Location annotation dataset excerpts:
────────────────────────────────────────
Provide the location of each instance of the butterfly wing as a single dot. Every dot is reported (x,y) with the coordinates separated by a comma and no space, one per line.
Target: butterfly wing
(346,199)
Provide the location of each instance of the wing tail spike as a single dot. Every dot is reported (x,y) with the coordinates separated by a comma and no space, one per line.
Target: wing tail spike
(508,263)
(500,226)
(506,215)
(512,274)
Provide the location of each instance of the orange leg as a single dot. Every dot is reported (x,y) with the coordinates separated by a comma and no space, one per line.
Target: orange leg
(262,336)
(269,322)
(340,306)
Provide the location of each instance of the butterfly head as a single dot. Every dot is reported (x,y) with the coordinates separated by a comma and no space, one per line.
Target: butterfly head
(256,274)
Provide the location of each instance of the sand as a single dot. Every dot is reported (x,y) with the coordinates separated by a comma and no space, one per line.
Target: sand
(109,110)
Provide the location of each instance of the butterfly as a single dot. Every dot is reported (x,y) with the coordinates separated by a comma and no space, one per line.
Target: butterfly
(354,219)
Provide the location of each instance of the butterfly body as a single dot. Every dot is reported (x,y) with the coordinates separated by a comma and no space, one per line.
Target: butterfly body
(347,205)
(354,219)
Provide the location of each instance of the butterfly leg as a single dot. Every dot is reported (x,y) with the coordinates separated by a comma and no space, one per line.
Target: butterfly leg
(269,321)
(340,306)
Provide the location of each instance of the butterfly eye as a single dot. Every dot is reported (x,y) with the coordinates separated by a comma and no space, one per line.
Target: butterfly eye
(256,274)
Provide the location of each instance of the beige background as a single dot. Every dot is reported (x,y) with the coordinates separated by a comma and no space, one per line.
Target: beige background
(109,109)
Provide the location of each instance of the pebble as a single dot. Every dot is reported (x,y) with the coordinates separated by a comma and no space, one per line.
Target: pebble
────────────────────────────────────────
> [YOUR GOAL]
Retype the material in full, character for character.

> [COMPLETED EXERCISE]
Provide the location of each instance of the butterfly wing as a single dot. Every dot is reported (x,y) with the coordinates separated by a comma and no space, one per line.
Target: butterfly wing
(346,199)
Provide the location of each instance of the wing tail spike as a single dot. Every dot is reported (x,y) with the coordinates separated by a comma and no space, one per line.
Target: wing tail spike
(508,263)
(500,226)
(506,215)
(512,274)
Provide the location of each instance of the orange leg as a single dot. Every dot is reported (x,y) with the coordinates separated by a comma and no space, one per line.
Target: orange leg
(262,336)
(269,322)
(340,306)
Provide the location of each instance of the butterfly head as a single dot. Every dot is reported (x,y) with the coordinates separated by a comma and no space, one per line.
Target: butterfly head
(256,274)
Provide the location of each instance of the sand as a single dot. Every dot is reported (x,y) with the coordinates separated by a comma and no space, one per line.
Target: sand
(109,110)
Provide the location of each instance of the butterfly as a single dot. Every dot is reported (x,y) with the coordinates separated by a comma and no space, one per line.
Target: butterfly
(354,219)
Provide the location of each instance of the butterfly body as a single dot. Every dot is reported (x,y) with the coordinates separated by a comma and no space, one per line.
Target: butterfly body
(347,205)
(354,219)
Provide the location of each instance of the butterfly leg as a single dot. Every dot is reported (x,y) with the coordinates separated by a comma and no space, one per line.
Target: butterfly leg
(269,321)
(340,306)
Provide the location of each instance of the butterfly eye as a single dot. Every dot is reported (x,y) with the coordinates separated by a comma and no space, one per line.
Target: butterfly eye
(256,274)
Provide the location of each instance of the beige background as a single dot. Every dot is reported (x,y) with the coordinates separated by a comma and no space, one per line.
Target: beige background
(109,109)
Provide the location of each instance of the pebble as a single dot. Every dot is reported (x,y) with the coordinates separated by a comma and no space, one per line.
Target: pebble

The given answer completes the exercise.